▶ [Instructions to follow] Render every entry below as a Markdown table with two columns, No. and Line. Number the rows in order and omit blank lines.

━━━━━━━━━━━━━━━━

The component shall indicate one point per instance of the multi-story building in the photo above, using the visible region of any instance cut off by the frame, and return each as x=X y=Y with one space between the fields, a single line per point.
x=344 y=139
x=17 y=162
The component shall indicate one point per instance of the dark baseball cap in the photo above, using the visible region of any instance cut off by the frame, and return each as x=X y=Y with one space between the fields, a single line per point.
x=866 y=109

━━━━━━━━━━━━━━━━

▶ [Solved problem]
| No. | Line |
|---|---|
| 1 | The component shall indicate one point per instance of the multi-story building in the photo above, using the visible region of any instance cut off by the frame, and return each as x=X y=Y with one space between the fields, a single line per point. |
| 2 | x=344 y=139 |
| 3 | x=17 y=162 |
| 4 | The component shall indicate one point per instance of the dark baseball cap in the photo above, using the visible region of any instance cut off by the frame, and return each as x=X y=Y with one space between the fields, a single line per point. |
| 5 | x=866 y=109 |